Problem with school funding
I saw this on a bumper sticker many years ago: “It will be a great day when our schools get all the money they need and the Air Force has to hold a bake sale to buy a bomber.” As a parent of public school students and as a Navy veteran, I doubly agree.
The Commonwealth Court is currently hearing a case about how we fund our schools in Pennsylvania. This is not at all surprising when you consider the disparities between what the state’s 500 districts spend per student. The district that spends the most per student in Pennsylvania is spending nearly two-and-a-half times as much as the district that spends the least per student. If you guessed the former is an affluent suburb and the latter an urban district, you were only half right. The least well-funded district is rural, as are many underfunded districts. This is an issue that adversely impacts both rural and urban districts.
In Pennsylvania we have a hybrid system of paying for public schools with both state and local school district tax dollars being used.
Affluent areas tend to have higher property values which can generate more property taxes and allow those districts to spend more on education than less affluent areas. This tends to snowball. A school district with a larger per-student budget can afford to spend more to provide better academic and extra-curricular environments (by hiring top-notch educators, building labs and stadiums, buying laptops and musical instruments, etc.). Doing these things, in turn, enhances the educational outcomes and the reputation of the district rises.
I work in real estate, and I am pretty sure that everyone knows that the three Ls of real estate — “location, location, location” — are actually just code for “school district, school district, school district.” So, the better a district is, the more competitive its housing market will be. Increased competition accelerates the appreciation of property values in good districts, meaning higher tax revenues, which further widens the gap between districts.
In order to help prevent this gap from continuing to widen, the state is supposed to allocate its education budget in a way that helps even out the spending disparities. In some districts state funding is over 70% of the district’s budget and in others it is below 20%.
However, with the difference in actual spending per student being 150% from the bottom to the top, it is safe to say this system is not working.
One of the most remarkable aspects of the case before the Commonwealth Court is the plaintiffs. School districts from heavily Republican and heavily Democratic areas are among them. They have come together across the political divide because the problem of treating students unequally is one that impacts children of voters on both sides and one that pretty nearly everyone agrees needs to be fixed, except for the small group of people in Harrisburg who might be able to fix it.
--------------------
**REQUIRED WORK**
A. List every percentage figure given in the school funding piece.
B. Please set down the part of the school funding piece between "The Commonwealth Court is currently" and "and urban districts.", inclusive.
The material after this has no connection to the school funding piece.

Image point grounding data
--------------------
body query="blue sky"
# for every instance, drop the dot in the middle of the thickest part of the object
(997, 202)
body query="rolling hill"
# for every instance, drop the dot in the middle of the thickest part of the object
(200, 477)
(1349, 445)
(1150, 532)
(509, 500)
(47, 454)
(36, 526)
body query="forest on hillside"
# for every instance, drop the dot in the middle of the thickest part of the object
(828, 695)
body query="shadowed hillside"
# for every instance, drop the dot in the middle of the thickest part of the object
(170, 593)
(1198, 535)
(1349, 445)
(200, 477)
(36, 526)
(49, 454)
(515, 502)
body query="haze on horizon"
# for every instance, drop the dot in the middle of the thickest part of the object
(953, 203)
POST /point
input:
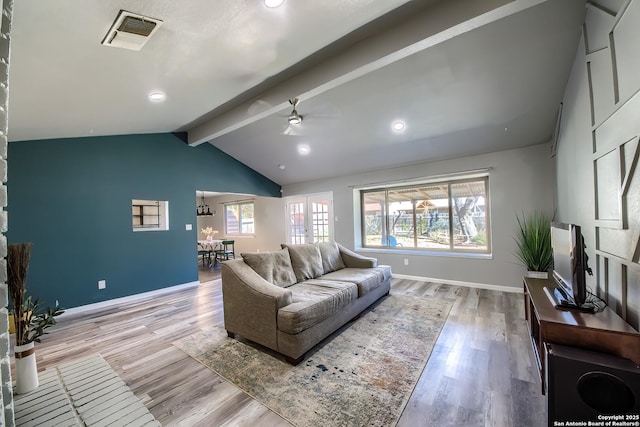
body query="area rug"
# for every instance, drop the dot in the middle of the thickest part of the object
(361, 376)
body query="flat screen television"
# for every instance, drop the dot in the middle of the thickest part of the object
(569, 262)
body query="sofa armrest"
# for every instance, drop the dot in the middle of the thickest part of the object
(354, 260)
(251, 303)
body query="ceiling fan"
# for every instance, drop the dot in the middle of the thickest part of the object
(295, 126)
(294, 118)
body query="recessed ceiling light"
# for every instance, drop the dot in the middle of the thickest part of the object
(157, 96)
(273, 3)
(398, 126)
(303, 149)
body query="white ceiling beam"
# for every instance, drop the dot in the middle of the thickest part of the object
(433, 25)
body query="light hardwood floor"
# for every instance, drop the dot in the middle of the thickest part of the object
(481, 371)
--------------------
**TASK-BY-TASK SOLUTIONS**
A. 70%, 20%, 150%

B.
The Commonwealth Court is currently hearing a case about how we fund our schools in Pennsylvania. This is not at all surprising when you consider the disparities between what the state’s 500 districts spend per student. The district that spends the most per student in Pennsylvania is spending nearly two-and-a-half times as much as the district that spends the least per student. If you guessed the former is an affluent suburb and the latter an urban district, you were only half right. The least well-funded district is rural, as are many underfunded districts. This is an issue that adversely impacts both rural and urban districts.